▸ THE TASK
Render all of the entries below as a two-column CSV with the headers entry_text and answer_text, one row per entry, with its text and its answer each in a single quoted field and line breaks replaced by spaces. Leave the pictures out.

[Source data]
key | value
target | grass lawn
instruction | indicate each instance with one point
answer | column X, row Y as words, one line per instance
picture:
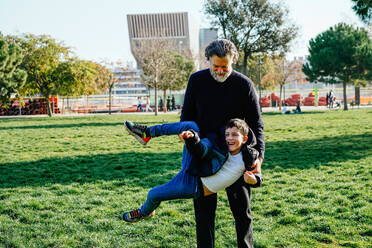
column 65, row 182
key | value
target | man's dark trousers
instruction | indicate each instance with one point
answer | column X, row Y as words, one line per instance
column 205, row 210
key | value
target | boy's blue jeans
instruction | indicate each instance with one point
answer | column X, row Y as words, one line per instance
column 183, row 185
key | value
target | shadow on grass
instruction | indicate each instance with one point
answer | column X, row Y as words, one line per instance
column 302, row 113
column 150, row 169
column 304, row 154
column 72, row 125
column 139, row 169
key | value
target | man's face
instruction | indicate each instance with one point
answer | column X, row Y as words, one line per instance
column 220, row 68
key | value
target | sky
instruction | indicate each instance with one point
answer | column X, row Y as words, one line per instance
column 97, row 29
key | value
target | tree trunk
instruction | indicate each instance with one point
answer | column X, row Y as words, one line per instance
column 110, row 90
column 156, row 99
column 280, row 97
column 345, row 98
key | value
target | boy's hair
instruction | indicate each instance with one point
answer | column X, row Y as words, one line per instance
column 240, row 124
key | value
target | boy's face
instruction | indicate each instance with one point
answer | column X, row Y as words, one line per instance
column 234, row 140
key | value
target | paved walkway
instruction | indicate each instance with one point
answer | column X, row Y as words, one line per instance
column 267, row 109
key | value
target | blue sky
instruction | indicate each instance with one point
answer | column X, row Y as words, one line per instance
column 97, row 29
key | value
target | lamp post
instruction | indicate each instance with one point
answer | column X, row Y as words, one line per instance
column 259, row 80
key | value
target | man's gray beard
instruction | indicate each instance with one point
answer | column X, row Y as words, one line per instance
column 219, row 78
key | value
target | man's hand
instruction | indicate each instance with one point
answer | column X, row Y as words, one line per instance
column 249, row 177
column 185, row 135
column 257, row 165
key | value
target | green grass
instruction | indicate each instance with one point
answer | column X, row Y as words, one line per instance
column 65, row 181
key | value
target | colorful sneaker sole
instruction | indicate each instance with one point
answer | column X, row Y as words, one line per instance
column 143, row 141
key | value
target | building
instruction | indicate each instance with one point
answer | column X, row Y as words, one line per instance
column 206, row 36
column 129, row 83
column 175, row 27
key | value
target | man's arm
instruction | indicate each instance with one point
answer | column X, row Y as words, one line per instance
column 188, row 109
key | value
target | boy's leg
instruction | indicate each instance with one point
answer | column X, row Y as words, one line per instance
column 182, row 186
column 143, row 133
column 173, row 128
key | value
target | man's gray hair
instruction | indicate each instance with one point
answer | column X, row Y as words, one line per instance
column 221, row 48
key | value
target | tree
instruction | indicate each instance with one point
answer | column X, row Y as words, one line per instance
column 42, row 57
column 363, row 8
column 12, row 78
column 342, row 54
column 253, row 26
column 105, row 78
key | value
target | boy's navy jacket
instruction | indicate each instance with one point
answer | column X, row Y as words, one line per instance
column 208, row 156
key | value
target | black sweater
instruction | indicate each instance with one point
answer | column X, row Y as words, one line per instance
column 211, row 104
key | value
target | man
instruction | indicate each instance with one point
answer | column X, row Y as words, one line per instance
column 213, row 96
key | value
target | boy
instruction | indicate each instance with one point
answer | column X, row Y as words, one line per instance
column 221, row 171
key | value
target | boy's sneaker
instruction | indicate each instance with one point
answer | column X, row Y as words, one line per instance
column 140, row 132
column 135, row 215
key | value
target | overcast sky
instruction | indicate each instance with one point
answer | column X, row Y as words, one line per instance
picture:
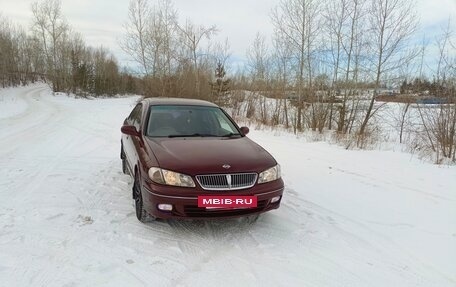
column 100, row 21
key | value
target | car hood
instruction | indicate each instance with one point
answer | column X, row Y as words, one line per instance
column 195, row 156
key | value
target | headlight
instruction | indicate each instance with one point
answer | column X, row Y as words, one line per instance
column 163, row 176
column 270, row 174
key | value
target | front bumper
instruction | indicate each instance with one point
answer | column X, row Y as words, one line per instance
column 185, row 201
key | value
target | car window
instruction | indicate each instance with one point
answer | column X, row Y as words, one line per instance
column 134, row 118
column 180, row 121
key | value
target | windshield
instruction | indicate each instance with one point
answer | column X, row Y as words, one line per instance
column 187, row 121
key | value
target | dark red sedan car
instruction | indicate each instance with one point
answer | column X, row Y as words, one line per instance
column 189, row 159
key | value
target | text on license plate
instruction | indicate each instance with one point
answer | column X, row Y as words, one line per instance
column 227, row 201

▸ REPLY TO THE EXERCISE
entry_text,answer_text
"key | value target | grass lawn instruction | indicate each instance with one point answer | column X, row Y as words, one line per instance picture:","column 65, row 182"
"key | value target | man's dark trousers instruction | indicate each instance with one point answer | column X, row Y as words, one line per instance","column 205, row 210"
"key | value target | boy's blue jeans instruction | indicate each instance with one point answer | column X, row Y as words, one line per instance","column 183, row 185"
"key | value target | shadow on grass instruction | indicate each instance with one point answer | column X, row Y as words, one line per instance","column 302, row 113 column 150, row 169 column 304, row 154 column 72, row 125 column 139, row 169"
"key | value target | man's face instruction | indicate each instance with one point answer | column X, row Y as words, one line per instance","column 220, row 68"
"key | value target | sky instruction | indicate each instance with one point answer | column X, row Y as words, one line per instance","column 97, row 29"
"key | value target | tree trunk instruction | indicate each instance with one point answer | column X, row Y as words, one line per instance","column 110, row 90 column 156, row 99 column 280, row 97 column 345, row 98"
"key | value target | boy's hair instruction | indicate each instance with one point answer | column X, row Y as words, one line per instance","column 240, row 124"
"key | value target | boy's face instruction | indicate each instance with one point answer | column X, row Y as words, one line per instance","column 234, row 140"
"key | value target | paved walkway instruction | indicate each instance with one point answer | column X, row Y as words, one line per instance","column 267, row 109"
"key | value target | blue sky instruction | indicate each instance with one point answer | column X, row Y as words, one line per instance","column 97, row 29"
"key | value target | lamp post instruction | indicate each instance with one point answer | column X, row Y as words, one line per instance","column 259, row 80"
"key | value target | man's gray beard instruction | indicate each instance with one point answer | column X, row Y as words, one line per instance","column 219, row 78"
"key | value target | man's hand instruction | indicate each instance with one point answer | column X, row Y as words, one line per instance","column 249, row 177 column 185, row 135 column 257, row 165"
"key | value target | green grass instruction | indicate each instance with one point answer | column X, row Y as words, one line per instance","column 65, row 181"
"key | value target | colorful sneaker sole instruction | indicate each instance with one point answer | column X, row Y as words, one line per instance","column 143, row 141"
"key | value target | building instruction | indicate each instance with one point answer | column X, row Y as words, one line per instance","column 206, row 36 column 129, row 83 column 175, row 27"
"key | value target | man's arm instruction | indicate each instance with one point answer | column X, row Y as words, one line per instance","column 188, row 109"
"key | value target | boy's leg instruction | indicate each instance with one point answer | column X, row Y as words, one line per instance","column 182, row 186 column 143, row 133 column 173, row 128"
"key | value target | man's gray hair instruction | indicate each instance with one point answer | column X, row Y as words, one line per instance","column 221, row 48"
"key | value target | tree instruction | indicate each instance with one point answer | column X, row Y as words, one line per instance","column 42, row 57 column 363, row 8 column 12, row 78 column 342, row 54 column 253, row 26 column 105, row 78"
"key | value target | boy's navy jacket instruction | indicate each instance with one point answer | column X, row Y as words, one line per instance","column 208, row 156"
"key | value target | black sweater instruction | indicate each instance with one point answer | column X, row Y as words, one line per instance","column 211, row 104"
"key | value target | man instruction | indicate each instance with one point answer | column X, row Y as words, one line per instance","column 213, row 96"
"key | value target | boy instruction | indicate each instance with one point answer | column X, row Y as words, one line per instance","column 221, row 171"
"key | value target | boy's sneaker instruction | indicate each instance with one point answer | column X, row Y as words, one line per instance","column 140, row 132 column 135, row 215"
"key | value target | overcast sky instruction | indicate each instance with one point answer | column X, row Y as words, one line per instance picture:","column 100, row 21"
"key | value target | car hood instruction | indicate each instance with one point answer | column X, row Y as words, one line per instance","column 195, row 156"
"key | value target | headlight instruction | indicate each instance with one point answer | column X, row Y as words, one line per instance","column 163, row 176 column 270, row 174"
"key | value target | front bumper instruction | indicate each instance with one point answer | column X, row Y as words, one line per instance","column 185, row 201"
"key | value target | car window instruction | indicate each instance with one point answer | column X, row Y as words, one line per instance","column 134, row 118 column 180, row 121"
"key | value target | windshield instruction | indicate each instance with one point answer | column X, row Y as words, one line per instance","column 187, row 121"
"key | value target | dark red sedan car instruction | indicate each instance with one point answer | column X, row Y as words, one line per instance","column 189, row 159"
"key | value target | text on license plate instruction | indicate each instance with one point answer | column X, row Y as words, one line per instance","column 227, row 201"